Task to carry out: Look for "Q: For each instance of the nose" in the records below, then copy that line and every line after it, exactly and with nothing added.

*** Exercise data Section Begins ***

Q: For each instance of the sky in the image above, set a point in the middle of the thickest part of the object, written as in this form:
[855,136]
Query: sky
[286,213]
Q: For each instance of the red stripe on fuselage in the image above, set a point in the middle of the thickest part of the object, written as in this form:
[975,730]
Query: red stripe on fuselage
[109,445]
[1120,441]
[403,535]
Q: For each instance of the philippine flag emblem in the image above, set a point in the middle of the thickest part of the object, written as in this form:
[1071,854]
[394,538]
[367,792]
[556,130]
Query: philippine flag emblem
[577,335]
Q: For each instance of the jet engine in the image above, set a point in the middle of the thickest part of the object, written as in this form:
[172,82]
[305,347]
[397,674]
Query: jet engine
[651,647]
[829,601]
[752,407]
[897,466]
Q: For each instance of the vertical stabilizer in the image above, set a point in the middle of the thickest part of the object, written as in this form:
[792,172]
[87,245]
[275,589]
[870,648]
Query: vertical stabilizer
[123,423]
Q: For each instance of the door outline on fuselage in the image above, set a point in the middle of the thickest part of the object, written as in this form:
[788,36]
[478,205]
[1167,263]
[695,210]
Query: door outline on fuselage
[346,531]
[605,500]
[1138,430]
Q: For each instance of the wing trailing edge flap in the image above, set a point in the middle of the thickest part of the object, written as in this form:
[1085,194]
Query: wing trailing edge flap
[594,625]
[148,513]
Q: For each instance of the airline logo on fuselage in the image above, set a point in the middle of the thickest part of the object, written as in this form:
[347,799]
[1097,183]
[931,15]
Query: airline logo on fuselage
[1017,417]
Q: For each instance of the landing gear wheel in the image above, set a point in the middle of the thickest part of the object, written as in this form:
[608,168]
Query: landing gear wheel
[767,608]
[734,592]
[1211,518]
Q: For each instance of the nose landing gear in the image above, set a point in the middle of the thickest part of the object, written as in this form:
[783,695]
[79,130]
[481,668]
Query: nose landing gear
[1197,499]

*** Exercise data Section Ends ***

Exercise output:
Q: For each instance of the nose landing gear in the image above, set a point in the middle of the thickest part of the object, written as in this form:
[783,695]
[79,130]
[481,668]
Query: nose landing gear
[1197,499]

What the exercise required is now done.